*GIVEN REQUEST*
From the records below, pull out each line containing the word "head" and copy it in full.

*EXERCISE DATA*
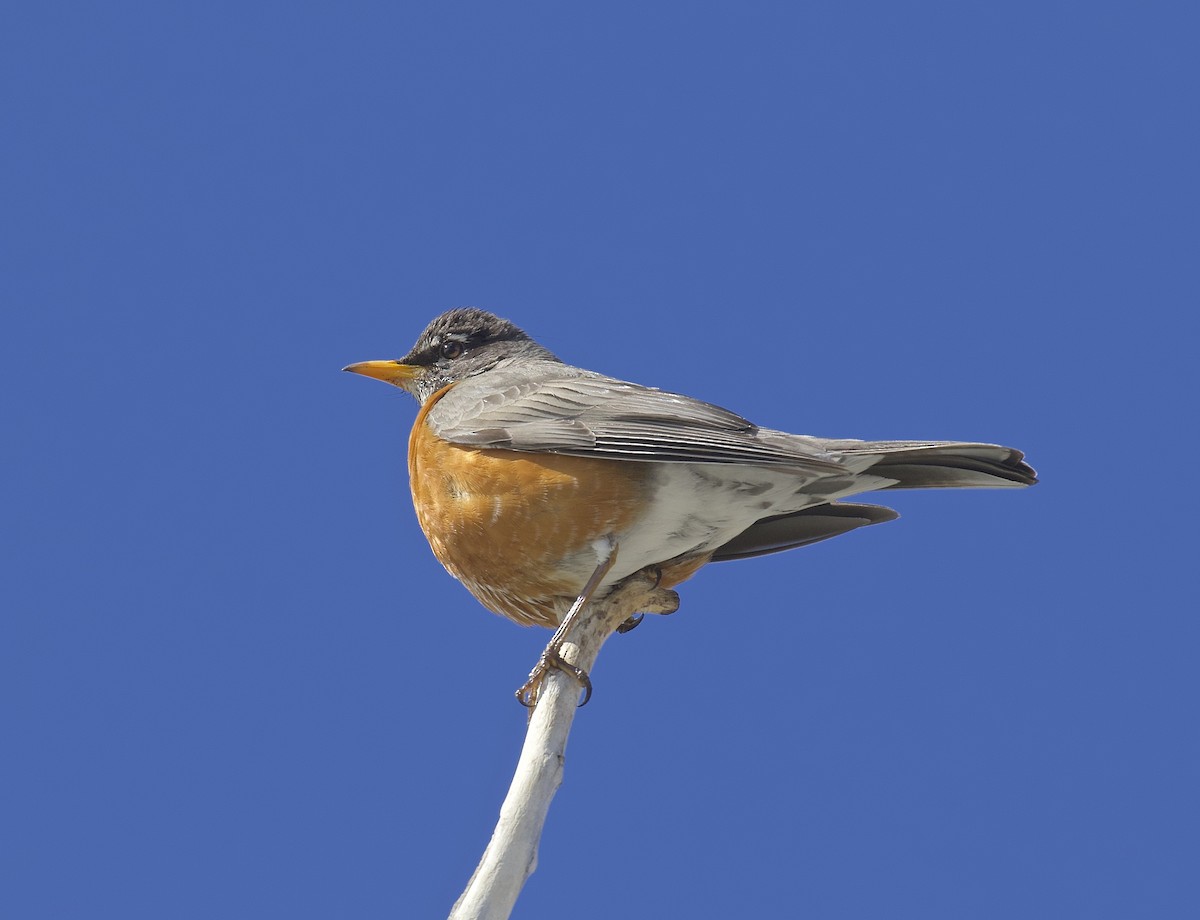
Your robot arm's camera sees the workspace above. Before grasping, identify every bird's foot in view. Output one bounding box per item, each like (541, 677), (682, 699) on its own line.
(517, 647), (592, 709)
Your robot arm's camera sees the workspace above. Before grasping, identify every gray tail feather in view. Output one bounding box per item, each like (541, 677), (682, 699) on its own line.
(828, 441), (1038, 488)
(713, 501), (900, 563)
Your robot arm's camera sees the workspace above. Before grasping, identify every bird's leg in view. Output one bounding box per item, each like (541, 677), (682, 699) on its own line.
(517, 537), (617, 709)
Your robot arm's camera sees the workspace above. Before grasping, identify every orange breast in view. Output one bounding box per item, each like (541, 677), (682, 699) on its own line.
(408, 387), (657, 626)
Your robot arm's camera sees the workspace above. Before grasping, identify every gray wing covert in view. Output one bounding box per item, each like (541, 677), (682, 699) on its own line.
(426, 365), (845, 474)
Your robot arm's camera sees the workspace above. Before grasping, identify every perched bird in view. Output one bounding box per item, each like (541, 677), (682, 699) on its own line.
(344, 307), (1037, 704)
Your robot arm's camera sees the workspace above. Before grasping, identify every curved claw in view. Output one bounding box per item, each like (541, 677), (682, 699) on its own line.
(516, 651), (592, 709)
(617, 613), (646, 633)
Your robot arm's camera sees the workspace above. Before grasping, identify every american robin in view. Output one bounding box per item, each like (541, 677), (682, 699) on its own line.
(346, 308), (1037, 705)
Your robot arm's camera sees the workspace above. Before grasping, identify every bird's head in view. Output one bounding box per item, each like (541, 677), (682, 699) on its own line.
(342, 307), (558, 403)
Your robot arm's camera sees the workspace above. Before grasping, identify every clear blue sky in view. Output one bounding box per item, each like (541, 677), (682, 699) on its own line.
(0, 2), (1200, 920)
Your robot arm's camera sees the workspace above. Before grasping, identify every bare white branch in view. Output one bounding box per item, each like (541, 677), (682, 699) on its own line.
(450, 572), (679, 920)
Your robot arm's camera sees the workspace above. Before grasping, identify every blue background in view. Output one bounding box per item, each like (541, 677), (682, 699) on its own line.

*RESULT OF THE TASK*
Your robot arm's camera sees the workspace above. Before grasping, identify every bird's head in view. Output one bounding box per item, each like (541, 677), (682, 699) on its own line.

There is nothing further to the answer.